Перепишите фрагмент текста о Дон-Кихоте и Дульцинее от слов «Подвиг лирического поэта» до слов «прекраснейшая из дам.» включительно, заменив «форму» на «оболочку».

Фрагмент документа:
----------

Как истинный мудрец, Дон-Кихот для творения красоты взял материал наименее обработанный и потому наиболее свободы оставляющей для творца. Альдонса, – обыденное имя его Дульцинеи, – простая крестьянская девица. Смазливая. Сильная. Веселая. Пахнет потом. Ничего себе девка для деревенского жениха. Бойко спляшет на празднике. А выйдет замуж – хорошею будет хозяйкою, и нарожает здоровых, славных ребят.
Таково обычное, пошлое, – Санчо-Пансовское восприятие действительности, сильная и прекрасная ирония, вдохновляющая всех прозаиков и точных наблюдателей. А восприятие Дон-Кихота, лирическое понимание действительности, из этого грубого материала творит ценность неоцененную, сокровище непреходящее, – то, чего нет, но что должно быть. То, что не сотворено во внешнем творении, но что творится поэтом.
Подвиг лирического поэта в том, чтобы сказать тусклой земной обычности сжигающее нет; поставить выше жизни прекрасную, хотя и пустую от земного содержания форму; силой обаяния и дерзновения устремить косное земное к воплощению в эту прекрасную форму. Лирически подвиг Дон-Кихота в том, что Альдонса отвергнута, как Альдонса, и принята лишь как Дульцинея. Не мечтательная Дульцинея, а вот та самая, которую зовут Альдонсой. Для вас – смазливая, грубая девка, для меня – прекраснейшая из дам.
Ибо не должно быть на земле грубой, смазливой, козлом пахнущей Альдонсы. И если кажется, что она есть, то лирическое восприятие мира требует чуда, требует преображения плоти.
Посылает верного своего Санчо-Пансо, и говорит ему:
– Приветствуй Дульцинею, прекраснейшую из дев земных.
Иронически, точно-настроенный Санчо-Пансо видит только Альдонсу. Тем хуже для него. Грубы его чувства, и за пеленою тусклой обычности не различают возможностей и обетованния великой красоты. Надлежит ему преобразиться, пройти длинный путь культуры, истончить свои восприятия, – и тогда приблизится он к своему господину, и поверит в обетованную Дульцинею.

----------

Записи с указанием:
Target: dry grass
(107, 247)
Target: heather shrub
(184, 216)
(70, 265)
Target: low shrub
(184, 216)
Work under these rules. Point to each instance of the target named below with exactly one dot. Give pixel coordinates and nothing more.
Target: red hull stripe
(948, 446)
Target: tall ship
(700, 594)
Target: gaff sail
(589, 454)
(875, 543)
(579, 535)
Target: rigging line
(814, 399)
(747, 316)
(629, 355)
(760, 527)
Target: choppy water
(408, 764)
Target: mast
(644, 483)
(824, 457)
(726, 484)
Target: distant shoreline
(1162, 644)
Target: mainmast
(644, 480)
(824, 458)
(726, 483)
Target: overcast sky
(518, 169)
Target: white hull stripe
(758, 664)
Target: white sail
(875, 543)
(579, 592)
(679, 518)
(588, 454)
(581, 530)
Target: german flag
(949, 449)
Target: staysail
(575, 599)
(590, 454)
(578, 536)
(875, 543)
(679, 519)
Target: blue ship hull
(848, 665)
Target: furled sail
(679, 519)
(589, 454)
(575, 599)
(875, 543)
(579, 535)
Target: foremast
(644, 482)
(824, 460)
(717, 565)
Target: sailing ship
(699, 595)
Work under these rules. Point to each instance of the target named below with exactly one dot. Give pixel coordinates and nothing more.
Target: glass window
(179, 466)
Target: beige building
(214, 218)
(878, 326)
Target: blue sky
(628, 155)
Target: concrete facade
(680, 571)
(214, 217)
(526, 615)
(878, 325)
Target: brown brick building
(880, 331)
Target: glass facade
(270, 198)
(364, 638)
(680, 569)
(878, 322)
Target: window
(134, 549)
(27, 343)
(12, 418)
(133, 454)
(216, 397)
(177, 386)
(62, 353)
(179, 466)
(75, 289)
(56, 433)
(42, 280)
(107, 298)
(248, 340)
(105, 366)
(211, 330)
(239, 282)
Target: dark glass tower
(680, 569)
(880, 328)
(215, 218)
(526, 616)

----------

Письменный ответ:
Подвиг лирического поэта в том, чтобы сказать тусклой земной обычности сжигающее нет; поставить выше жизни прекрасную, хотя и пустую от земного содержания оболочку; силой обаяния и дерзновения устремить косное земное к воплощению в эту прекрасную оболочку. Лирически подвиг Дон-Кихота в том, что Альдонса отвергнута, как Альдонса, и принята лишь как Дульцинея. Не мечтательная Дульцинея, а вот та самая, которую зовут Альдонсой. Для вас – смазливая, грубая девка, для меня – прекраснейшая из дам.